Everyone, almost literally, is on the internet. Information is out there for a lot of people to see. Now, not everyone will take advantage of this free-flowing information. However, there will be unavoidable instances where information could get into the wrong hands and they may use it to negatively impact you.
Internet security does not just involve protecting your website from hackers. A lot of times, it may also involve protecting your audiences and yourself from potential threats like identity theft, fraud, and even plagiarism.
Here are a few basic things you need to understand to avoid future legal battles. Or maybe, to learn how to protect yourself against any possible lawsuit:
Privacy policies and screening personal information
What it is about: It is always important to inform your readers and audiences how personal information they have supplied to your website will be collected, handled, and processed. This is more important for situations when banking details are involved.
An example: Collecting personal information of readers and audiences for subscription packages. Sometimes, for donations and payments, you might also need to collect bank information from your readers and audiences.

EXERCISE REQUIREMENTS:
[A] Repeat the passage of the internet security text starting at "Internet security does" and ending at "details are involved.", word for word.
[B] In the internet security text, list every potential threat it names as something you may need to protect your audiences and yourself from.

DATA SEGMENT:
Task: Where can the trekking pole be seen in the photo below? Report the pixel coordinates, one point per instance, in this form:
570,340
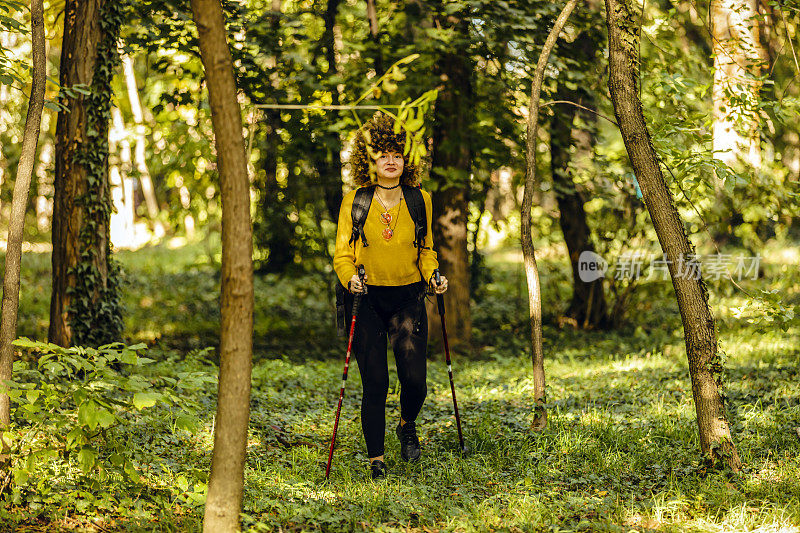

WORKED ANSWERS:
[A]
Internet security does not just involve protecting your website from hackers. A lot of times, it may also involve protecting your audiences and yourself from potential threats like identity theft, fraud, and even plagiarism.
Here are a few basic things you need to understand to avoid future legal battles. Or maybe, to learn how to protect yourself against any possible lawsuit:
Privacy policies and screening personal information
What it is about: It is always important to inform your readers and audiences how personal information they have supplied to your website will be collected, handled, and processed. This is more important for situations when banking details are involved.

[B] Identity theft, fraud, and plagiarism.